# [Exercise]
Repeat every entry word for word, but leave the images out of your copy.
# start of Data to use
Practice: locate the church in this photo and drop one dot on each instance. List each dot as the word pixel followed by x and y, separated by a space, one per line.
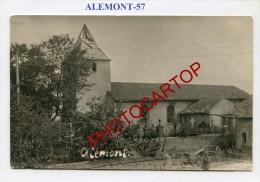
pixel 201 108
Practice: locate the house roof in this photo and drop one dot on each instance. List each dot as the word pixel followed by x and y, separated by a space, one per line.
pixel 122 91
pixel 87 43
pixel 244 109
pixel 201 106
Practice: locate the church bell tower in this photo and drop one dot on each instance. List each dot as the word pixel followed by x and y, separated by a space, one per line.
pixel 99 70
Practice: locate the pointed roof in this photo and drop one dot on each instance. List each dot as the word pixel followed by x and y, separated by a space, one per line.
pixel 87 43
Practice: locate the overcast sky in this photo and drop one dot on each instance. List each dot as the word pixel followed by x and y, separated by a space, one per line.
pixel 154 49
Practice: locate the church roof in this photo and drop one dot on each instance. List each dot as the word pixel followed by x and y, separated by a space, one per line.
pixel 87 43
pixel 122 91
pixel 201 106
pixel 244 109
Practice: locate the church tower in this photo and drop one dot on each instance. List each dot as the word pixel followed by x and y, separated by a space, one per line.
pixel 99 70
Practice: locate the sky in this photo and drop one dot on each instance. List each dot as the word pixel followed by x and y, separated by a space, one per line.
pixel 154 49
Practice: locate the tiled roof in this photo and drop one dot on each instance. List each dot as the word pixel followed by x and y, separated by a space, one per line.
pixel 244 109
pixel 87 43
pixel 122 91
pixel 201 106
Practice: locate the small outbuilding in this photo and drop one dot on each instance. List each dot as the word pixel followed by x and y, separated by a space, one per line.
pixel 243 116
pixel 205 116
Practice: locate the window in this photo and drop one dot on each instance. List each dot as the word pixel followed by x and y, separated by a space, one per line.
pixel 243 137
pixel 170 114
pixel 145 114
pixel 94 67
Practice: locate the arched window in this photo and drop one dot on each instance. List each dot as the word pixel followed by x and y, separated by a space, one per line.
pixel 94 67
pixel 170 114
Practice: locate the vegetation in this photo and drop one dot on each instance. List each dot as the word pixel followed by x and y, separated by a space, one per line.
pixel 38 119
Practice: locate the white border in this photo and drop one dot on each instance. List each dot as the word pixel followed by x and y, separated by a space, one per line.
pixel 154 7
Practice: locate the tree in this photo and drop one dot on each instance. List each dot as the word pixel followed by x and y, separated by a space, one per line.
pixel 41 74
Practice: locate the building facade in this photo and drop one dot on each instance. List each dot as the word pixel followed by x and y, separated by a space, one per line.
pixel 173 112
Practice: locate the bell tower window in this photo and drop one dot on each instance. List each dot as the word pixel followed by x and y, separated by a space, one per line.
pixel 94 67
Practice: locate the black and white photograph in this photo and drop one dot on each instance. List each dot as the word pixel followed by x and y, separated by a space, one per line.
pixel 157 93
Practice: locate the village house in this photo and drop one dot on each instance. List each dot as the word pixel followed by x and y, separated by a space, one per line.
pixel 194 106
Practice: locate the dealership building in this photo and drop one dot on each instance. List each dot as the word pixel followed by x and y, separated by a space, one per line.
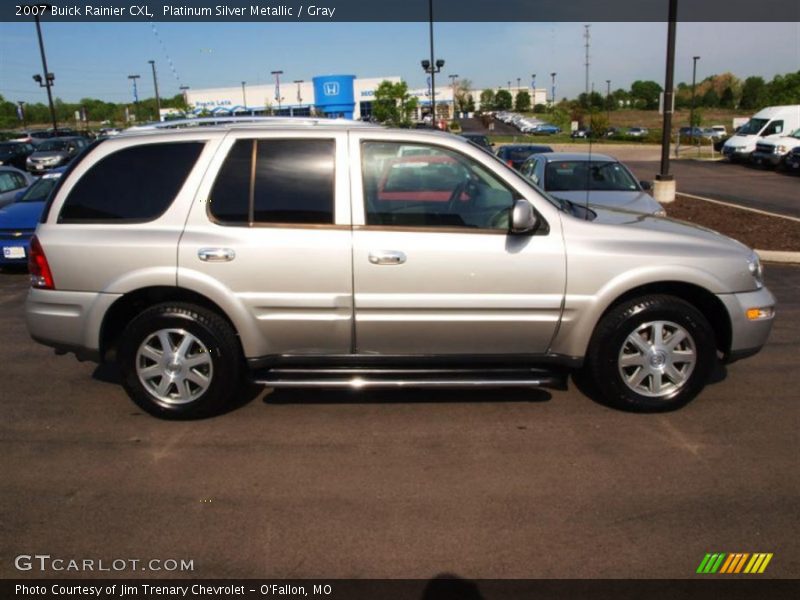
pixel 344 96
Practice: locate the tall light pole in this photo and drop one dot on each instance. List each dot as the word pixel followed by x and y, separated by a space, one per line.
pixel 694 80
pixel 277 87
pixel 49 77
pixel 155 85
pixel 299 82
pixel 135 94
pixel 453 85
pixel 664 190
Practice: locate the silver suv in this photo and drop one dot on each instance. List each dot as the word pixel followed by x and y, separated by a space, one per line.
pixel 315 254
# end of Data to use
# [Worked solution]
Practice: locate the church in this photo and drop one dot on each instance. List each dot as the word pixel followed by x and y, separated by a space, one per line.
pixel 201 108
Practice: locate the house roof in this photo and drop one dot on each instance. List each dot as the word pixel followed by x and y, separated by a space, one per line.
pixel 122 91
pixel 87 43
pixel 244 109
pixel 201 106
Practice: locate the church bell tower in this photo and drop one dot on each instance. List each dot as the word pixel followed by x and y, separated by a space, one per line.
pixel 99 70
Practice: locate the pointed roof in this photo and drop one dot on each instance. List each dot as the word pixel followed by x and y, separated by a space, one per line.
pixel 87 43
Practice: locate the overcast sky in this photo and drop one dot on each instance. List each dot as the word pixel followed by x and y, separated by a space, one per line.
pixel 154 49
Practice: locate the church roof in this photo and drop one dot on each instance. List each dot as the word pixel followed by x and y, separated by a space, one per line.
pixel 87 43
pixel 122 91
pixel 201 106
pixel 244 109
Practice: locate the church tower in this photo and drop one dot on each instance. List each dot as the word pixel followed by x and y, separated by a space, one per line.
pixel 99 70
Practice: locate the sky in this photo and drop one dot on each instance. List each dot as the word pixel followed by x and y, separated by a space, one per line.
pixel 154 49
Practice: locate the tiled roof in this photo and drop one dot on each instance. List each dot as the word pixel followed by x and y, separated by a space, one per line.
pixel 244 109
pixel 87 43
pixel 122 91
pixel 201 106
Practice: locate the small outbuilding in this photo and drop one dot on each instance. List each dot as the word pixel followed by x and y, separated by a space, one per line.
pixel 243 116
pixel 205 116
Practice: locate the window in this photo and drop one dot on each instance. List each dot as the word pixel followed by x and y, separated by a space, one per line.
pixel 243 137
pixel 170 114
pixel 145 114
pixel 94 67
Practice: locate the arched window in this photo and drop one dot on each instance. List each dot as the word pixel followed by x and y, separated by a space, one per line.
pixel 94 67
pixel 170 114
Practice: locate the vegetation in this photo and drop one dot on each instance. List each dot as the word pixel followed by x and y, separated by a space, one per line.
pixel 38 119
Practice: locate the white border in this photo and drop one dot on each instance. List each dot as the word pixel followed by x and y, separated by a space, one per line.
pixel 154 7
Practice: locate the tree in this photo and drop one dot on each instance. List each dot as the word pixel followed by x and y, separated by a space, one per line.
pixel 41 74
Practice: locate the building facade in this photo and drop one dot on each instance. List each dot as the word pixel followed by x and y, separated by a space, one per line.
pixel 173 112
Practice: locate the bell tower window in this photo and drop one dot on each instance. List each dot as the word pixel followed by x and y, separated by a space, one per line.
pixel 94 67
Practice: locate the black and white photograph in this photo and drop one dot on each instance. List each dot as the word pixel followed by x and y, separated by a space, one per line.
pixel 157 93
Practice: locate the village house in this photo and drop one dot on each instance. List each dot as the word pixel followed by x and y, separated by a space, one per line.
pixel 194 106
Practice: locate the dealership building in this photo and drop one dot on each instance. List each dot as the word pixel followed by x and y, separated by a space, one per line.
pixel 344 96
Practice: locate the tall light pole in this photo and drop one dot on each instance. List each dot as the word pixel followed by x and y, separated by a space, one per line.
pixel 694 80
pixel 277 87
pixel 49 77
pixel 155 85
pixel 299 82
pixel 135 94
pixel 453 85
pixel 664 190
Practice: locate the silver suv in this photo and drop one dot on each instance. List each dot as the word pixel followed by x and y, separated by a space, one per line.
pixel 315 254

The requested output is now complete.